§ Problem statement
Search term "woman": copy each line of the records that contains it.

*** Supplied material

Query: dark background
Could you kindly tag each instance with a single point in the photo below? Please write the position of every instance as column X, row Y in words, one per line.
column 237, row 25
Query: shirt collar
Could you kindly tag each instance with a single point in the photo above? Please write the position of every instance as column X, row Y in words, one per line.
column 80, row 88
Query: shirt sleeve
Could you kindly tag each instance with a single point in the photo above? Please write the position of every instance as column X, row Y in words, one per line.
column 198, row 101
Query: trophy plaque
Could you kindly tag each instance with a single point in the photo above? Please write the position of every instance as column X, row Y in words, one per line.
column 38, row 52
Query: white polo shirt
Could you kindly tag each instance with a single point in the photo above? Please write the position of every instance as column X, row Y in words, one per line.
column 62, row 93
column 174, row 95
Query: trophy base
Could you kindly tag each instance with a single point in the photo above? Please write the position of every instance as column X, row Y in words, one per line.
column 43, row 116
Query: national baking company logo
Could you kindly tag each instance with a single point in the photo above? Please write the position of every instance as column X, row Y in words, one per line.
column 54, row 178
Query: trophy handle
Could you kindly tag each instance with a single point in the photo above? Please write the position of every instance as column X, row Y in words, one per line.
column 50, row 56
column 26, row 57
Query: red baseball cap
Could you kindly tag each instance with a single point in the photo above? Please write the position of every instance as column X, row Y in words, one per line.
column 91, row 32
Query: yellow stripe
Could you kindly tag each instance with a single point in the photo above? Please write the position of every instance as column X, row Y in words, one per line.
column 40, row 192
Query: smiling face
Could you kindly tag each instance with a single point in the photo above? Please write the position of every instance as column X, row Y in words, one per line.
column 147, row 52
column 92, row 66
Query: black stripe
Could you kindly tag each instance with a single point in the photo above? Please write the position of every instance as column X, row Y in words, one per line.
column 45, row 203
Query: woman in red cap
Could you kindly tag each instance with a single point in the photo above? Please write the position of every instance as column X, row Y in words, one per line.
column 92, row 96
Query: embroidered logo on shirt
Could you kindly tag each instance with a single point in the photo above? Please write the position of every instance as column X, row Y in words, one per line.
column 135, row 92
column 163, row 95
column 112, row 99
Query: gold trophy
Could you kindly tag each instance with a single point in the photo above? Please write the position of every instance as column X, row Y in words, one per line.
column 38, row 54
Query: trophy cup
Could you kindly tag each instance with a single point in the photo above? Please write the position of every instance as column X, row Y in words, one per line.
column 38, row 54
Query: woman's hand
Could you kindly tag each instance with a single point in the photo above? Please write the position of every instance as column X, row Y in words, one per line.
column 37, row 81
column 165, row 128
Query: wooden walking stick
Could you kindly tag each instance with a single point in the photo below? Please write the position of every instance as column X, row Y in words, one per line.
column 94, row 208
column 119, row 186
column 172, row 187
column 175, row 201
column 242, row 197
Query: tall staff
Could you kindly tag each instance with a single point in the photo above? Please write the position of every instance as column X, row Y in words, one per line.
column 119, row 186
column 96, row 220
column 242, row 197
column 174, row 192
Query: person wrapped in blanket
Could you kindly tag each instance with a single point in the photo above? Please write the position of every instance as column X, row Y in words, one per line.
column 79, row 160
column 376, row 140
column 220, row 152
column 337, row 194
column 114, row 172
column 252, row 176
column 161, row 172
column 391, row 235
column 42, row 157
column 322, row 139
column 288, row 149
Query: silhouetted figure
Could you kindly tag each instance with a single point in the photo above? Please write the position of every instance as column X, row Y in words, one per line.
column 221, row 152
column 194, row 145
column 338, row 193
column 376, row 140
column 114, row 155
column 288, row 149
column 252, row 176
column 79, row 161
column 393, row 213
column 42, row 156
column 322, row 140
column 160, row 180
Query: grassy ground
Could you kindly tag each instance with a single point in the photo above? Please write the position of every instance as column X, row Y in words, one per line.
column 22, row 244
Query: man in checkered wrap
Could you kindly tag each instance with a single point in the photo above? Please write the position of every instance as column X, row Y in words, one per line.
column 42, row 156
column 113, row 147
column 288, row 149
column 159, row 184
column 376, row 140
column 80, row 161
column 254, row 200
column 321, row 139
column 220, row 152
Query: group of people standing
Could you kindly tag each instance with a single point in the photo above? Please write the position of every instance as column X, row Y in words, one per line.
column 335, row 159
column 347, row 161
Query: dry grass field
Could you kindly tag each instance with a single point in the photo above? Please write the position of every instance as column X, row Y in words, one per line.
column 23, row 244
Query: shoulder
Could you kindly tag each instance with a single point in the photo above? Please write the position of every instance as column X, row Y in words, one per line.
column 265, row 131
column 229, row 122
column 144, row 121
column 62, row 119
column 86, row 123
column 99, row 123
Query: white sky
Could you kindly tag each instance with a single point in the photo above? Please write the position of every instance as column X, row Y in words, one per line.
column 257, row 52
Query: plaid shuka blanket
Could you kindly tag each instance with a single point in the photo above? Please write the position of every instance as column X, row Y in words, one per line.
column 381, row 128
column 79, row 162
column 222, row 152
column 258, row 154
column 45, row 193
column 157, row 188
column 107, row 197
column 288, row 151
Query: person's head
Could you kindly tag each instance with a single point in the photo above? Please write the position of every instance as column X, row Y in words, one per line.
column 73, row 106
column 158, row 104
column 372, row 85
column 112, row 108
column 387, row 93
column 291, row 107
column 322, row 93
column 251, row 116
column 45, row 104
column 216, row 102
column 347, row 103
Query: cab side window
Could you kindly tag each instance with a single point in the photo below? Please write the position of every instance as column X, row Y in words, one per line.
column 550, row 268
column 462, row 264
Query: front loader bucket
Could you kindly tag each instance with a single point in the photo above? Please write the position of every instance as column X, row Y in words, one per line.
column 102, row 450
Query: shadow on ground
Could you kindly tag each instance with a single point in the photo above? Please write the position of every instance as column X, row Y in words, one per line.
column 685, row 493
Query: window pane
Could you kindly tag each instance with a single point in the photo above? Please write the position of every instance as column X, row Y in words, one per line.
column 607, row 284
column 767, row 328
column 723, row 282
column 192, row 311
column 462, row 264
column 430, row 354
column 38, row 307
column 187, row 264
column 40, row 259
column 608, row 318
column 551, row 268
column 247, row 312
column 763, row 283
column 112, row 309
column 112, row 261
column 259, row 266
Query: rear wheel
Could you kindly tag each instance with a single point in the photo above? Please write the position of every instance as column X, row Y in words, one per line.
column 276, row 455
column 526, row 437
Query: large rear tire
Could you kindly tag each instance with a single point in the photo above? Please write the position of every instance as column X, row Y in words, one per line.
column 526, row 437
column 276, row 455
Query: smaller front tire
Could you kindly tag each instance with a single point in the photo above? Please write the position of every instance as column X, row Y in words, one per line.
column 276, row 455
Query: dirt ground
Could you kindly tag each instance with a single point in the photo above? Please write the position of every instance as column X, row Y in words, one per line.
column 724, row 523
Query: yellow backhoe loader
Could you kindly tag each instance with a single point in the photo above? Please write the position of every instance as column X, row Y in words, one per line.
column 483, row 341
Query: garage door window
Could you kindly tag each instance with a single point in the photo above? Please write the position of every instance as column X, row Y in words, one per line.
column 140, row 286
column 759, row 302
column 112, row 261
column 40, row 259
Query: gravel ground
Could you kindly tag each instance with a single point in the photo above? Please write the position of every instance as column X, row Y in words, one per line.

******

§ Exercise answer
Query: woman in red cap
Query: woman's hand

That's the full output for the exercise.